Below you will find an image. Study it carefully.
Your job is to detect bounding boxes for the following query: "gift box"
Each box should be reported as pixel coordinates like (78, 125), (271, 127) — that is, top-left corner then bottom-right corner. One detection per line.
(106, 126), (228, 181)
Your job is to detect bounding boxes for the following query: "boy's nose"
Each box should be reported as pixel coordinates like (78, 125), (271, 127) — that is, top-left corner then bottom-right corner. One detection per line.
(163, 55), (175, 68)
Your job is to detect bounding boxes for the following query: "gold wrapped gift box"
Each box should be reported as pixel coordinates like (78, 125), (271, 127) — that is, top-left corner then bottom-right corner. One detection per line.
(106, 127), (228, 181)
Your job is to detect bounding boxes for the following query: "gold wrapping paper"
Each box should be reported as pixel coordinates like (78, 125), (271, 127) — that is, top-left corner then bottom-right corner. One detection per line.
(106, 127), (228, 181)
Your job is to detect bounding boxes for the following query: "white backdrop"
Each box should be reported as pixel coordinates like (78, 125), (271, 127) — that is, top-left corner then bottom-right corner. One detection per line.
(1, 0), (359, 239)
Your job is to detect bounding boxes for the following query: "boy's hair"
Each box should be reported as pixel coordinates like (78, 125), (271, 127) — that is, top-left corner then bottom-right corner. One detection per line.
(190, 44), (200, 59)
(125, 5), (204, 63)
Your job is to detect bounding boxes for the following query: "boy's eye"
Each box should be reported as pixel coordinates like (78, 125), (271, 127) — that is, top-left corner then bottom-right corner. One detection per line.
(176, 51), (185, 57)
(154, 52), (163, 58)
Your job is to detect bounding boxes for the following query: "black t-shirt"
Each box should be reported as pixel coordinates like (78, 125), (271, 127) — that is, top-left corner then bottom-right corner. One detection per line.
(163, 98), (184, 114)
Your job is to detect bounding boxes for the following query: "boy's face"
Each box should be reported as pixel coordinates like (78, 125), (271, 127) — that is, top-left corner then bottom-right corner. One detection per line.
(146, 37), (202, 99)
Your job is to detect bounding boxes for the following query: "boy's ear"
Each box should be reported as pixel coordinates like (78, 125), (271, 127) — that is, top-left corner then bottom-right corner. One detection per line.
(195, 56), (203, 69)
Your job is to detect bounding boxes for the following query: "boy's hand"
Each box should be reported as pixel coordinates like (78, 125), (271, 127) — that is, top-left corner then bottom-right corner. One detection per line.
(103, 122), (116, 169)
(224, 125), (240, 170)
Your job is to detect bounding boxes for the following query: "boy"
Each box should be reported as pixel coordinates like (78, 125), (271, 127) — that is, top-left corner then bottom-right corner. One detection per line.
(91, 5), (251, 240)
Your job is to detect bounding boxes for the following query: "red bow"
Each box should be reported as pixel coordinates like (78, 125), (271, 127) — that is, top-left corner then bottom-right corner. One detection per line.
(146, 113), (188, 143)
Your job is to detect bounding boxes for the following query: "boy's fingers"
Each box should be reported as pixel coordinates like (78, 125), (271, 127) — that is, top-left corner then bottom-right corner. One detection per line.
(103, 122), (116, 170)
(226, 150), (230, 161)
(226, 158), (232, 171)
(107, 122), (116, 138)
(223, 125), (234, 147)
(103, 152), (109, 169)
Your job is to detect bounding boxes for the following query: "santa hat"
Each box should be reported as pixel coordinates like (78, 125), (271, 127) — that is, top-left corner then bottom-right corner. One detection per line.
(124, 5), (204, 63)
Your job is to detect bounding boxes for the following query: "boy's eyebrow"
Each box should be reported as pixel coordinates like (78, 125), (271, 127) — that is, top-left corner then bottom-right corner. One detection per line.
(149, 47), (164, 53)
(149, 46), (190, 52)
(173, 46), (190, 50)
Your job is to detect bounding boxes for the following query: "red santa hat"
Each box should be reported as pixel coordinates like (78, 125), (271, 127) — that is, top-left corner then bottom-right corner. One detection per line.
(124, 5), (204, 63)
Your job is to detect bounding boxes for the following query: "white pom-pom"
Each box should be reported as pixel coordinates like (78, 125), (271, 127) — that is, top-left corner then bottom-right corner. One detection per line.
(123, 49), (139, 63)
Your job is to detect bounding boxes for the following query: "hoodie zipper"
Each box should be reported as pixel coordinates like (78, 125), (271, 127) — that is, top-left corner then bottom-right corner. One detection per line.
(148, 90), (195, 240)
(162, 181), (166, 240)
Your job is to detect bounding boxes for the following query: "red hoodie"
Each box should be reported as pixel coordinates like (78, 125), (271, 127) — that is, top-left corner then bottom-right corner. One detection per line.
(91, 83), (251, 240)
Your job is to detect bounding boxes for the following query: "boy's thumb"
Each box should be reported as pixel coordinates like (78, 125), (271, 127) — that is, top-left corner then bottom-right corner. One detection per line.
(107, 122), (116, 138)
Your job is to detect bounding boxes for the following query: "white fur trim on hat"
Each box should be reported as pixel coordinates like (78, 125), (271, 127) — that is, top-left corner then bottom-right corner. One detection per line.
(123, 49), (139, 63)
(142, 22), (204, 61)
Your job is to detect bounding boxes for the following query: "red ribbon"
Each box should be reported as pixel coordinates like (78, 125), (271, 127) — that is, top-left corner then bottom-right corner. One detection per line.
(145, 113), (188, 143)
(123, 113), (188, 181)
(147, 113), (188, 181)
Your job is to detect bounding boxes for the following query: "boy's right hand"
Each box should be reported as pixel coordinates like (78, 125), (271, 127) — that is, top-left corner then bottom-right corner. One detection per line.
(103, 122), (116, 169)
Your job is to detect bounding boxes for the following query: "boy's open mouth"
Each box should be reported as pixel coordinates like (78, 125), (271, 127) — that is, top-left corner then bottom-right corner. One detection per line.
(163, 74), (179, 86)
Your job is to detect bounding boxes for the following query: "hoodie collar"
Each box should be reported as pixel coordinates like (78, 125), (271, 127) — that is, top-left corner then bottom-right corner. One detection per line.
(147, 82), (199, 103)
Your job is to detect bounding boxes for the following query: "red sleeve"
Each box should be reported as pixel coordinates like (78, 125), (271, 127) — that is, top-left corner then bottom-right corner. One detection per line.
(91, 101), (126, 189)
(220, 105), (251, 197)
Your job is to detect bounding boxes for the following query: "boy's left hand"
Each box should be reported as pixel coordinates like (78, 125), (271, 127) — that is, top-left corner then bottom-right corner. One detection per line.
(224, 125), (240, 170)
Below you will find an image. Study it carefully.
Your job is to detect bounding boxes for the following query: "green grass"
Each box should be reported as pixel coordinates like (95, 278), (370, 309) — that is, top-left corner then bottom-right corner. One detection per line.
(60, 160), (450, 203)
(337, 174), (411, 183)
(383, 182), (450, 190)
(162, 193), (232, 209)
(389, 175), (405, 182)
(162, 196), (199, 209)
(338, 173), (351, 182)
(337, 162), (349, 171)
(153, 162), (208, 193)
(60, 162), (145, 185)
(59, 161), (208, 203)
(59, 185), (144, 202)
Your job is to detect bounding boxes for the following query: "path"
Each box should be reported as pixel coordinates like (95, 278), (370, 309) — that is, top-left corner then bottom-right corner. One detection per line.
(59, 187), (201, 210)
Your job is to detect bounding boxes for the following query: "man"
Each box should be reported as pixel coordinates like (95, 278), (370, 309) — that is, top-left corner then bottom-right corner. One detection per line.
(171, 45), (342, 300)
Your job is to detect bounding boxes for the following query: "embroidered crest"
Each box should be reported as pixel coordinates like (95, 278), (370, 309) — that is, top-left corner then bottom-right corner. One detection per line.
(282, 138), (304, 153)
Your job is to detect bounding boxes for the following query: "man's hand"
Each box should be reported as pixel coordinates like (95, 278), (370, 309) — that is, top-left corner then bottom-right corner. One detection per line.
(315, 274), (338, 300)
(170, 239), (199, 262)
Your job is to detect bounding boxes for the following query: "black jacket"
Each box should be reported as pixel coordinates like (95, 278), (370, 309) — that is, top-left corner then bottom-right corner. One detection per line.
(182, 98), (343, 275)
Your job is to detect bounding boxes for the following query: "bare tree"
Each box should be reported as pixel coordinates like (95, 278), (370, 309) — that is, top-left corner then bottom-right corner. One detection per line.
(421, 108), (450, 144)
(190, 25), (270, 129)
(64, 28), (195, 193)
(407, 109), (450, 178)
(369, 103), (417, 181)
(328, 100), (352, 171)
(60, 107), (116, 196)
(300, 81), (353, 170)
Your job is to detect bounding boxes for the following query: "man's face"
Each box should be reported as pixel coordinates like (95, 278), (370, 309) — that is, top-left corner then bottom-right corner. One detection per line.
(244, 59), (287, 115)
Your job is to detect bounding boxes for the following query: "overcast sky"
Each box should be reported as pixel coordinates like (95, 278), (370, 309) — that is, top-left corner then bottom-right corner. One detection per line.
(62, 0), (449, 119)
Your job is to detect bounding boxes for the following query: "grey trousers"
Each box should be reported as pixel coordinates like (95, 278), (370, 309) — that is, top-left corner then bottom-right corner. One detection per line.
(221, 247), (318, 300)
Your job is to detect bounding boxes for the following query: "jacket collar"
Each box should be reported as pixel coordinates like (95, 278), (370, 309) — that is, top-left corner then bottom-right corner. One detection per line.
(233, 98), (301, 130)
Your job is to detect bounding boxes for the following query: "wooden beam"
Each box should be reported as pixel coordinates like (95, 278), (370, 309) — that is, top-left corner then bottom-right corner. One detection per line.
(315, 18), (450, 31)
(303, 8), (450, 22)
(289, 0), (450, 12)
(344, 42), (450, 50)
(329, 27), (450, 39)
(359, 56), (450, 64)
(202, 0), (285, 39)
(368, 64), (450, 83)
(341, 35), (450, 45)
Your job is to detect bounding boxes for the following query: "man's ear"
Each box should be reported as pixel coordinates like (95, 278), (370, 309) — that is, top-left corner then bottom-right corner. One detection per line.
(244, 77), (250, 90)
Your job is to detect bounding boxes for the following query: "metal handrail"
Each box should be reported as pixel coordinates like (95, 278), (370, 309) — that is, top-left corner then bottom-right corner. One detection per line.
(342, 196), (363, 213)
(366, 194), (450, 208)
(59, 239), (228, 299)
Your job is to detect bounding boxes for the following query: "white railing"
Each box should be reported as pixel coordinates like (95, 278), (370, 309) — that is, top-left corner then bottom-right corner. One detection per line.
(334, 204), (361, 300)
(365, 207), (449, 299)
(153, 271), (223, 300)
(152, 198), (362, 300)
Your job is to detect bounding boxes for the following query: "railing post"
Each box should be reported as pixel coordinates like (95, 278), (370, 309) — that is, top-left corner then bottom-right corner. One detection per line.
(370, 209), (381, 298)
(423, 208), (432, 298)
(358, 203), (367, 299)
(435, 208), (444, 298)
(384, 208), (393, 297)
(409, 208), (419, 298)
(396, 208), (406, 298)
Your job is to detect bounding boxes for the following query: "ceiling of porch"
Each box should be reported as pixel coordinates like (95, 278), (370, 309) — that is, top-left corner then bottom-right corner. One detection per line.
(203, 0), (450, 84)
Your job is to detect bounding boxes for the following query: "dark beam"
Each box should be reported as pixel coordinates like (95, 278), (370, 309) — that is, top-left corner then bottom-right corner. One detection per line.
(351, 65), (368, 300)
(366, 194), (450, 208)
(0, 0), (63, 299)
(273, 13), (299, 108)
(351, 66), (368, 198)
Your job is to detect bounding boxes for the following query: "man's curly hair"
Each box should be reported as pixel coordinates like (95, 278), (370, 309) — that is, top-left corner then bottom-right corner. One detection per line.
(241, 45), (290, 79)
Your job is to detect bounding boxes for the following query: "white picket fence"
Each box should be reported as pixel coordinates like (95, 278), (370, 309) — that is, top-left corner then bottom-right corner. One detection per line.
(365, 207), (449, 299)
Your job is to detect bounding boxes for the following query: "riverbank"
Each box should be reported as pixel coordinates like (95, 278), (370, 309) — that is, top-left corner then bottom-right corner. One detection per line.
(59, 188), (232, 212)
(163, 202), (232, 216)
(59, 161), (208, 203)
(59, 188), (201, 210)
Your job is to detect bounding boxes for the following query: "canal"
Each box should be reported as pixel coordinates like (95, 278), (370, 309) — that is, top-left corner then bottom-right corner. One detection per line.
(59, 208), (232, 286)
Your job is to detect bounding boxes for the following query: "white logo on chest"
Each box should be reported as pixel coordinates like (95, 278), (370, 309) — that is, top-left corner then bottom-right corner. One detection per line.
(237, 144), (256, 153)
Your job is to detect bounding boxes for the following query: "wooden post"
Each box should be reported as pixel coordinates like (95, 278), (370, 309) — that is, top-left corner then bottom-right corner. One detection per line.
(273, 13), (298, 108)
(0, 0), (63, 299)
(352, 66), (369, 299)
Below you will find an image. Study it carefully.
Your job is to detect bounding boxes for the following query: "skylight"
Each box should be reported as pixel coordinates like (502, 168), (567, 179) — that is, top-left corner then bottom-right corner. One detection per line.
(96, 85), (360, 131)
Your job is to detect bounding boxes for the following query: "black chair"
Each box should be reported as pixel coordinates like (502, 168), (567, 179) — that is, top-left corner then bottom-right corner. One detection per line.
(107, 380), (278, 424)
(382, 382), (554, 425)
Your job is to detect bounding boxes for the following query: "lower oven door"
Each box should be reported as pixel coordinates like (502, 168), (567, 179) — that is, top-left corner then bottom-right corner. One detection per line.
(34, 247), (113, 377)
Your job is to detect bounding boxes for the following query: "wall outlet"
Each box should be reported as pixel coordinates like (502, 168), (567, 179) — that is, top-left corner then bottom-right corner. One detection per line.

WORK INSTRUCTION
Above are the records; copy every line in them that holds the word "gift".

FINISHED TASK
Your job is to detect bounding boxes for the following query: "gift box"
Your job is to detect bounding boxes for the following query: "gold wrapped gift box"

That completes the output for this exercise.